Trecho de origem ->

----------

MEU BRASIL BRASILEIRO...
José Carlos Sebe Bom Meihy
Para
Eliana Malta.
Seria difícil imaginar o que
Ary Barroso quis dizer com a frase “meu Brasil, brasileiro”. O samba gravado
para o carnaval de 1939, exatamente no momento da tensão que se arrebentaria na
eclosão da Segunda Guerra Mundial, interna um conteúdo nacionalista inegável e
coerente com o tempo. Por lógico, justificava-se naquele então o uso de
bandeiras e a sagração do verde/amarelo como forma de expressão de amor à
pátria. Isso me veio à cabeça por ocasião das manifestações políticas recentes
e em particular pela retomada “patrioteira” encerrada no slogan do atual governo do PMDB. O lema “ordem e progresso”,
derivado do esvaído positivismo comteano, me leva de volta ao significado
“cívico” dos velhos tempos. Sim, é importante insistir nos chamados “velhos
tempos”, e trazer à baila algumas incompatibilidades entre o passado e o
presente.

----------

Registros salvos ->
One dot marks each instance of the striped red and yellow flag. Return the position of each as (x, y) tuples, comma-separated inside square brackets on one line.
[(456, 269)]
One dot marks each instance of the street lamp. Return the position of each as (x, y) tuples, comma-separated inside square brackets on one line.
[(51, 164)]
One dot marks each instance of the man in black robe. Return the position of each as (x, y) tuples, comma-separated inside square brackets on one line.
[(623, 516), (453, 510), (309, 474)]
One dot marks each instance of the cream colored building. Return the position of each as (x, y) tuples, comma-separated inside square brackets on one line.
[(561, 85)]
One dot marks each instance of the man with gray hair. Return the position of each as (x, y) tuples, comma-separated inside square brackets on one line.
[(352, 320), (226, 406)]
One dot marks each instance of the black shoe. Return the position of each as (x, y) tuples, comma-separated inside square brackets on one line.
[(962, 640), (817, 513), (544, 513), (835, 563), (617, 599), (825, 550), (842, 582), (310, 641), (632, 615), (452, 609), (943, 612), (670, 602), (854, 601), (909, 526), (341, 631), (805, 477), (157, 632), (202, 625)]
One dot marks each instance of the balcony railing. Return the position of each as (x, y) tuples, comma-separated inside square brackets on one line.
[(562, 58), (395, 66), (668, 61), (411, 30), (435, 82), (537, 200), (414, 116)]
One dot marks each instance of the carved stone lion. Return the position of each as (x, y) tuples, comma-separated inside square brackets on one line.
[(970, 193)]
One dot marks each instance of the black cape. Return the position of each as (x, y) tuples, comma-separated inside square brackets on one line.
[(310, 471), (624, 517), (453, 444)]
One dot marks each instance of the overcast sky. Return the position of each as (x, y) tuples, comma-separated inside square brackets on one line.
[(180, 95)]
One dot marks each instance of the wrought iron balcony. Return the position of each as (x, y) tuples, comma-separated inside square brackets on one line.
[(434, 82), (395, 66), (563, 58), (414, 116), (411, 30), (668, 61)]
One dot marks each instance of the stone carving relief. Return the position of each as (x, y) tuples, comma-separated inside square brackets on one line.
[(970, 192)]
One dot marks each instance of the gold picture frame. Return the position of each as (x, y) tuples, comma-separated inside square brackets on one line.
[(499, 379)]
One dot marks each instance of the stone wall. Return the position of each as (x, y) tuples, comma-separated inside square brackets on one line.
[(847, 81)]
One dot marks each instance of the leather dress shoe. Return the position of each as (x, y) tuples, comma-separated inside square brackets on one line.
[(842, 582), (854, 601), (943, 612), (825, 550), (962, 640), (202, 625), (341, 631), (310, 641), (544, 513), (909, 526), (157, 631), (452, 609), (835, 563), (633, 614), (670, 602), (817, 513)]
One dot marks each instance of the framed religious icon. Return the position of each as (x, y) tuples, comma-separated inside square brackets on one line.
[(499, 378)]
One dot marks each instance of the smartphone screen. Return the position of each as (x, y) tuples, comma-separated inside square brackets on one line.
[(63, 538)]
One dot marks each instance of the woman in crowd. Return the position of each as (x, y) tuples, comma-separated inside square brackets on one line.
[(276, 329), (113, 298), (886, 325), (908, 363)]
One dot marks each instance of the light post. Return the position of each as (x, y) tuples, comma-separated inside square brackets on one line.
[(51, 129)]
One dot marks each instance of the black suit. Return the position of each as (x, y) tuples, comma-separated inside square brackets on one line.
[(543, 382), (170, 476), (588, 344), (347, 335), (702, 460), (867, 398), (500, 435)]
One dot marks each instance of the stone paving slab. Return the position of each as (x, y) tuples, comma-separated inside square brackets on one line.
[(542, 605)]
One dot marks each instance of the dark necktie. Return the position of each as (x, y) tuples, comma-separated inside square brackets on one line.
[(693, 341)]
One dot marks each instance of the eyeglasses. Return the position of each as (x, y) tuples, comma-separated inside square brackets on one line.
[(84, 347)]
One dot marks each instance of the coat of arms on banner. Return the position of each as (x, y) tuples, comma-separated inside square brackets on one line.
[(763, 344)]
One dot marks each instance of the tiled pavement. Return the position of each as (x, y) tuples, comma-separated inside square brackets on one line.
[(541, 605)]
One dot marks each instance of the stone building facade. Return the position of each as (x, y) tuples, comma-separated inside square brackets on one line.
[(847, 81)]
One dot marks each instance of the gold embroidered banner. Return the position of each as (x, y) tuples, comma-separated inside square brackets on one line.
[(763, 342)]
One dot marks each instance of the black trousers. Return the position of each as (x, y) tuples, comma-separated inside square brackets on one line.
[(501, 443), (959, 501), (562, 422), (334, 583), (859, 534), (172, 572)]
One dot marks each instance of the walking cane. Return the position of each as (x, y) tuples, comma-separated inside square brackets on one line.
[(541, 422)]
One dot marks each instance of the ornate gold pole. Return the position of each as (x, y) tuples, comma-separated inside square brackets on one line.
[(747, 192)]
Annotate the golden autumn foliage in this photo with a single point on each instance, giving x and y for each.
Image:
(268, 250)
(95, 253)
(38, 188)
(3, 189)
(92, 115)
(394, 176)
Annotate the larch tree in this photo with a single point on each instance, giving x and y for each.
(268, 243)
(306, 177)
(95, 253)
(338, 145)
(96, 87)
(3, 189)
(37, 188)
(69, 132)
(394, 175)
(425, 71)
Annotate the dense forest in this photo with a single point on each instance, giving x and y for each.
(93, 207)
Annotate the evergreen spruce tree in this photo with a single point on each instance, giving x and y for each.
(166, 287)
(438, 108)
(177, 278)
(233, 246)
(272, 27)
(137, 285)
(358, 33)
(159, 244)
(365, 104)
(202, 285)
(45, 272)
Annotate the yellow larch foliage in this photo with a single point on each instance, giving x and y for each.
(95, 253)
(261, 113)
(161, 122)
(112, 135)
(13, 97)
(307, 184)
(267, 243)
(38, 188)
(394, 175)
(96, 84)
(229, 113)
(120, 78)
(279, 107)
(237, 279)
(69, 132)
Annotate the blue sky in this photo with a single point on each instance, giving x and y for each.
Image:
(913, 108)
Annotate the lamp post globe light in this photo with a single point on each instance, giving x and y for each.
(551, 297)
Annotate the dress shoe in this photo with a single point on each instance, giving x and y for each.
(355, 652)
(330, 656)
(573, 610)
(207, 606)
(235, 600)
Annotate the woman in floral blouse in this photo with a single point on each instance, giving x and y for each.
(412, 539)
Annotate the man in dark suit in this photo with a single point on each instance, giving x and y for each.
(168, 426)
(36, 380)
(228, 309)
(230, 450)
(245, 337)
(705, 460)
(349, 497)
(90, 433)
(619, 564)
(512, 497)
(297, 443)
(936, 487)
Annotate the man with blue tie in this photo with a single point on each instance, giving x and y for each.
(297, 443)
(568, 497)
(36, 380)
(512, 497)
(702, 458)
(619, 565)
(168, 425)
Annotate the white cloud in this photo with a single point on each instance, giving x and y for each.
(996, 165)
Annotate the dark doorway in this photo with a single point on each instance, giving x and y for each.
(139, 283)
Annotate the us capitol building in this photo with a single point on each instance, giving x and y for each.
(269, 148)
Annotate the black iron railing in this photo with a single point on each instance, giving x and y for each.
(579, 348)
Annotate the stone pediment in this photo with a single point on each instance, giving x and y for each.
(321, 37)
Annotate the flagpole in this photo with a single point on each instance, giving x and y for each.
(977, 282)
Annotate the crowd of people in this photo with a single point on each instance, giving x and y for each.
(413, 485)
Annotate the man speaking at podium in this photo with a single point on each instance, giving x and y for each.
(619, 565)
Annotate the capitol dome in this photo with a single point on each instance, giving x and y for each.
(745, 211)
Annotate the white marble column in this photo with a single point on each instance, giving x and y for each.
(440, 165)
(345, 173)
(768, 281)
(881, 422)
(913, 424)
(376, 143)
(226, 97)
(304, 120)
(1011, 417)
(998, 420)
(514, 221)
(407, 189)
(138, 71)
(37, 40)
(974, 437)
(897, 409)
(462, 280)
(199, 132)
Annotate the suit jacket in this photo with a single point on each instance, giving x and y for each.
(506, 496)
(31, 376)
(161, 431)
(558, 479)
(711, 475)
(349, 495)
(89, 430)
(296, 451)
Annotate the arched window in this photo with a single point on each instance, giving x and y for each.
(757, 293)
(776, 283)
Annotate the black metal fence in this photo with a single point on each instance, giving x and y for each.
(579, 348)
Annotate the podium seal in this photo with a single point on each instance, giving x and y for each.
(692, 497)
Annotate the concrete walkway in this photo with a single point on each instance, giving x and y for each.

----------

Requisitos do exercício ->
**a.** Resuma em duas frases o texto sobre o samba de Ary Barroso.
**b.** Dê continuidade ao texto sobre o samba de Ary Barroso a partir da última frase apresentada.

Respostas esperadas ->
**a.** O autor observa que o samba de Ary Barroso com a frase “meu Brasil, brasileiro”, gravado para o carnaval de 1939 no momento de tensão que desembocaria na Segunda Guerra Mundial, tinha um conteúdo nacionalista coerente com a época, quando se justificavam as bandeiras e o verde/amarelo como expressão de amor à pátria. As manifestações políticas recentes e o lema “ordem e progresso” do atual governo do PMDB o levam de volta ao significado “cívico” dos velhos tempos, e ele propõe apontar algumas incompatibilidades entre o passado e o presente.

**b.**
O mundo moderno, com seus
avanços eletrônicos, sugere vivência das mudanças. Nem dá para imaginar nossas
vidas sem computadores, celulares, internet. Enfim, em tão pouco tempo
assimilamos algumas situações que pareciam loucas há trinta anos. Outro dia
conversava com meu filho que se lembrou, por exemplo, da primeira vez que viu
um código de barras ou usou o controle remoto para a televisão. Parece que
séculos foram acelerados com um toque de botão forward. Mas então, como
conciliar tantos arrojos técnicos com retomadas culturais e políticas tão conservadoras?
Foi pensando nisso que retomei o teorema central da vida brasileira hoje:
desafios modernos com conservadorismo tacanho. Confesso que me é difícil supor
que as duas pontas sejam do mesmo novelo, contudo, meu dever de historiador
implica entender os fatos para explicá-los. Munido do dever de clareza, lembro
que abrigamos em nosso país as maiores polarizações do planeta. Tendo em conta
o Índice de Gini –
o mais importante instrumento matemático para mensuração das condições de renda
e qualidade de vida das populações – nota-se que o Brasil compreende ao mesmo
tempo o índice mais elevado e a média mais baixa da Terra, tudo junto. Há em
muitas de nossas cidades e até no campo, algo igualável ao padrão de vida dos
países escandinavos, com atendimento médico e escolar, com soluções de
mobilidade e moradia comparáveis a Suécia, mas... mas, há também bolsões de
miséria em equiparação aos dramas de Niger, na África, pior país avaliado no
ranque de 188 países avaliados pela ONU.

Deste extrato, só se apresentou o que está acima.